Task brief:
Print every line of the listing below verbatim, from the first line to the last, with nothing altered.

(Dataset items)
****************

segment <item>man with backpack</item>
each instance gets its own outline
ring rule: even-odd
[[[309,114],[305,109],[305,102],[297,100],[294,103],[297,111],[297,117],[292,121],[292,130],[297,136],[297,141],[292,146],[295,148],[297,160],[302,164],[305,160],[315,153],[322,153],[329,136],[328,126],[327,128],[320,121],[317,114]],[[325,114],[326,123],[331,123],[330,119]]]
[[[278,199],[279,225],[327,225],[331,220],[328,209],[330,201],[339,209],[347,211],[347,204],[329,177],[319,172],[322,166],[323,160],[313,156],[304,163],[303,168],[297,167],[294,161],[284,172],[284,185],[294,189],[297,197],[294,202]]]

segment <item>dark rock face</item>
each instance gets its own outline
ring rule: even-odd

****************

Response:
segment <item>man with backpack</item>
each instance gets its own outline
ring rule: even-odd
[[[309,114],[305,109],[305,102],[297,100],[294,103],[297,111],[297,117],[292,121],[292,130],[297,136],[297,141],[292,146],[295,148],[297,160],[302,164],[305,160],[315,153],[322,153],[329,136],[328,126],[327,128],[320,121],[317,114]],[[325,114],[326,123],[331,123],[330,119]]]
[[[278,199],[279,225],[327,225],[331,220],[328,209],[330,201],[339,209],[347,211],[347,204],[329,177],[319,172],[322,166],[323,160],[313,156],[304,163],[303,168],[297,167],[294,161],[284,172],[284,185],[294,189],[297,197],[294,202]]]

segment <item>dark rock face</item>
each instance gets its own outline
ring rule: even-odd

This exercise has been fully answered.